## Written instruction
Return the records below as a JSON array of strings, with each line as its own string and blank lines omitted.

## begin Data to process

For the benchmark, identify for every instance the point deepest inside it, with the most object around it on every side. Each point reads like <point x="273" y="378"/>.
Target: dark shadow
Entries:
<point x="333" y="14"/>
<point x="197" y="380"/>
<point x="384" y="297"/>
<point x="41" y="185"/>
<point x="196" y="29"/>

## end Data to process

## Solution to the exercise
[
  "For the benchmark, identify for every instance the point deepest inside it, with the most object around it on every side. Each point reads like <point x=\"273\" y=\"378\"/>.",
  "Target: dark shadow",
  "Entries:",
  "<point x=\"333\" y=\"14\"/>",
  "<point x=\"197\" y=\"380\"/>",
  "<point x=\"384\" y=\"297\"/>",
  "<point x=\"41\" y=\"185\"/>",
  "<point x=\"196\" y=\"29\"/>"
]